▶ _Task details_: Lay out the records from the line containing "Where can you see the yellow" through the line containing "(1061, 501)", inclusive, as a two-column CSV with the headers input and output and one row per record. Put each record's text in input and its answer in output, each as a single quoted field with line breaks turned into spaces.
○ ○ ○ ○ ○
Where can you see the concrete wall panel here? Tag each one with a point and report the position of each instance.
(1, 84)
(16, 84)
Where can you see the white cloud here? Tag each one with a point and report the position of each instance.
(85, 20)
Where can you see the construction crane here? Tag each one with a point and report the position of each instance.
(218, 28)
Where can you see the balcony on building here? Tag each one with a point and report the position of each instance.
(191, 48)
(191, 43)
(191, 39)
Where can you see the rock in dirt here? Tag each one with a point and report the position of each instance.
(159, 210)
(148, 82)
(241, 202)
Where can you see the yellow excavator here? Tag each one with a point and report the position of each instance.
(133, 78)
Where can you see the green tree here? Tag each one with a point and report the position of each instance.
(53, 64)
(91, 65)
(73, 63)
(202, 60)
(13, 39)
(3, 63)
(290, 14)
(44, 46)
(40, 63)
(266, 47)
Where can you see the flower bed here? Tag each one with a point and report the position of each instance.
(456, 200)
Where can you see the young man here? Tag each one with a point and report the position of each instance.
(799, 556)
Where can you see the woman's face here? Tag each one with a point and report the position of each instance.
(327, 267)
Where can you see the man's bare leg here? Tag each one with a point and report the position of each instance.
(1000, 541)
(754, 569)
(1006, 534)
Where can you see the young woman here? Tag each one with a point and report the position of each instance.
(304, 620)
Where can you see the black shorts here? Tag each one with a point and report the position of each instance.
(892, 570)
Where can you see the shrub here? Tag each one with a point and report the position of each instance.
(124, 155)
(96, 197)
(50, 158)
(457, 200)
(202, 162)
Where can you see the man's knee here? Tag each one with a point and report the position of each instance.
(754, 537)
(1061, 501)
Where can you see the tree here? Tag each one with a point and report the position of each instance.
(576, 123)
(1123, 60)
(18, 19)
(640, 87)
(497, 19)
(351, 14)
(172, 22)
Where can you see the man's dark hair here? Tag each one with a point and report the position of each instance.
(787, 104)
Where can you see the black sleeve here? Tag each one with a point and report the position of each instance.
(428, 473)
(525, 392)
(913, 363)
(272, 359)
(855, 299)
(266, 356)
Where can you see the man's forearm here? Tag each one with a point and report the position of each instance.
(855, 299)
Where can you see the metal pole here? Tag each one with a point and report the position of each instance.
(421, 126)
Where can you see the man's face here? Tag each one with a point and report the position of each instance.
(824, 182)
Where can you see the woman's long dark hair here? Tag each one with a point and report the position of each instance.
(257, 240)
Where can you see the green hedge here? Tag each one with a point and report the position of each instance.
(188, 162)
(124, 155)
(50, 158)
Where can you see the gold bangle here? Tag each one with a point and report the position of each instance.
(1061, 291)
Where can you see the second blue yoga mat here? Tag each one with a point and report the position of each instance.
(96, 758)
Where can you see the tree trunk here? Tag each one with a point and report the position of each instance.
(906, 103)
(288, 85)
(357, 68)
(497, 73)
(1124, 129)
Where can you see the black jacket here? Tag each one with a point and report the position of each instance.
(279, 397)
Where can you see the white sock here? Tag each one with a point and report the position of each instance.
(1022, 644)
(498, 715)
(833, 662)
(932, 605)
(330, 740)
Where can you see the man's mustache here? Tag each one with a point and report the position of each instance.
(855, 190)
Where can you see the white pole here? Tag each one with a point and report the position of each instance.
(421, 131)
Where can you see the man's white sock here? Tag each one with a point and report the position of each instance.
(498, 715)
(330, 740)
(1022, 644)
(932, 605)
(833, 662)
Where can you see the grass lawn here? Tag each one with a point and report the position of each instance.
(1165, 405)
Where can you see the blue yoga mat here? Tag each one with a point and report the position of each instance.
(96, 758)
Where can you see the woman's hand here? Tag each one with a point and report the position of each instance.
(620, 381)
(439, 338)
○ ○ ○ ○ ○
▶ _Solution below_:
input,output
"Where can you see the yellow excavator here? Tag each one with a point and report the position of each instance.","(133, 78)"
"Where can you see the green tree here? Tag each one with a point and report the position of each instance.","(53, 64) (91, 65) (73, 63) (202, 60) (13, 39) (3, 63) (290, 14) (44, 46) (40, 63) (266, 47)"
"Where can you see the flower bed here? Tag each one with a point and report the position of each instance.","(456, 200)"
"Where can you see the young man here? Tag each one with a point and report the position of each instance.","(799, 556)"
"Where can you see the woman's face here? Tag each one with a point and report the position of each instance.","(327, 267)"
"Where can you see the man's bare leg here? Tag each one with a point and report the position of each instance.","(1000, 541) (754, 569) (1006, 534)"
"Where can you see the young woman here? Tag each one with a point and report the position of each instance.","(304, 620)"
"Where can you see the black shorts here? Tag each one with a point and report the position of each instance.","(892, 570)"
"Where can you see the shrub here? Tag each one with a point and report the position of each instance.","(124, 155) (96, 197) (50, 158) (457, 200) (202, 162)"
"Where can you see the man's knee here? Tag each one with a point and report the position of each instance.","(754, 537) (1061, 501)"